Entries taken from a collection
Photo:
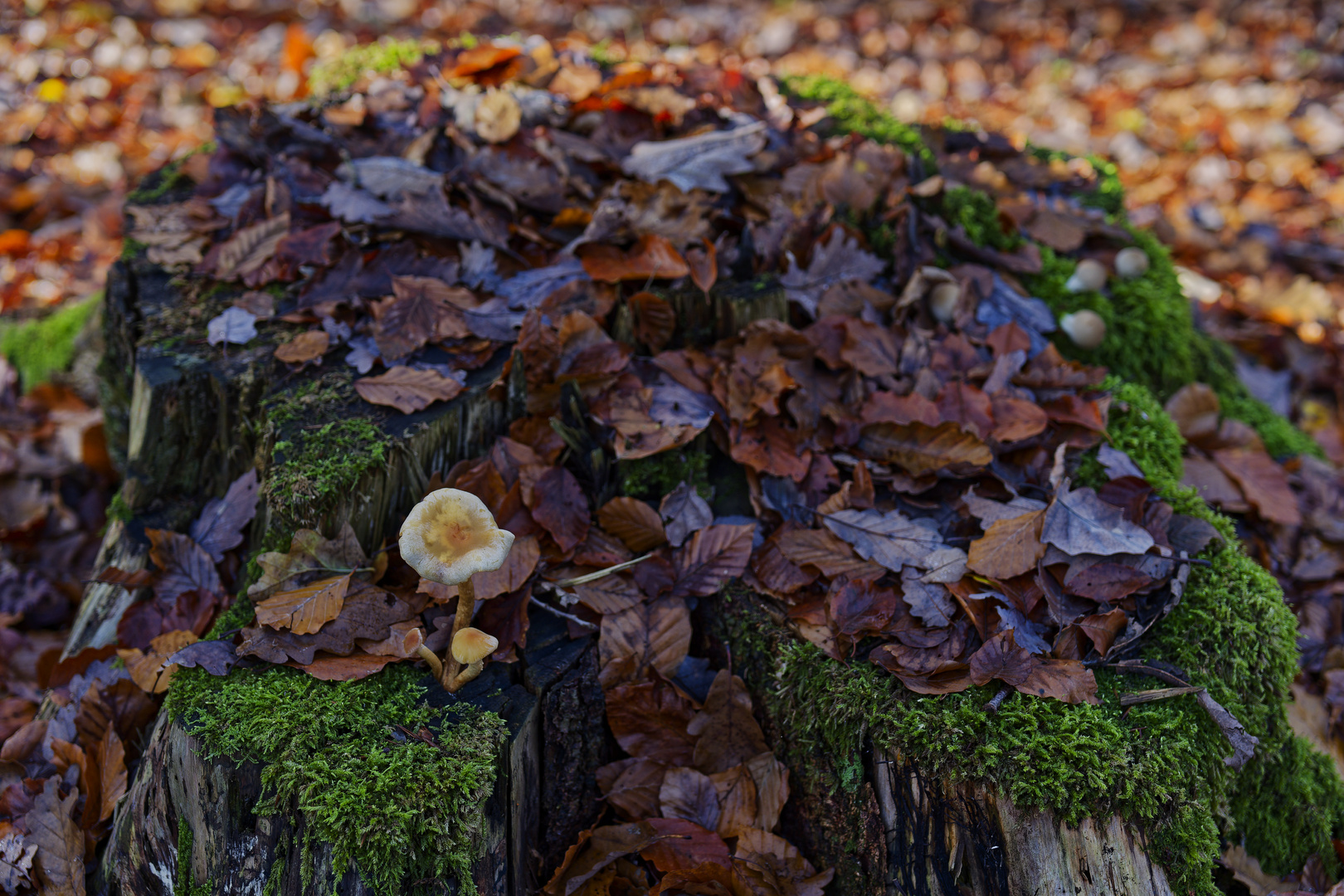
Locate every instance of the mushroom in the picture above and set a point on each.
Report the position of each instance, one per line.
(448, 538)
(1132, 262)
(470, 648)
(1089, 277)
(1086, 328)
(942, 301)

* [EXERCISE PROMPT]
Rescale the data above by multiplying every coordinate in the answers by 0.6 and rounding each result to the nearest whole number, with halves rounded up. Reproduce all other lines of the data without change, but leave out the pictures.

* [COMPLETE OUTPUT]
Photo:
Locate every instance of the mushroom in the picture above and set a point on each.
Report the position of each instance, one per line.
(269, 323)
(679, 157)
(282, 389)
(653, 166)
(652, 197)
(565, 181)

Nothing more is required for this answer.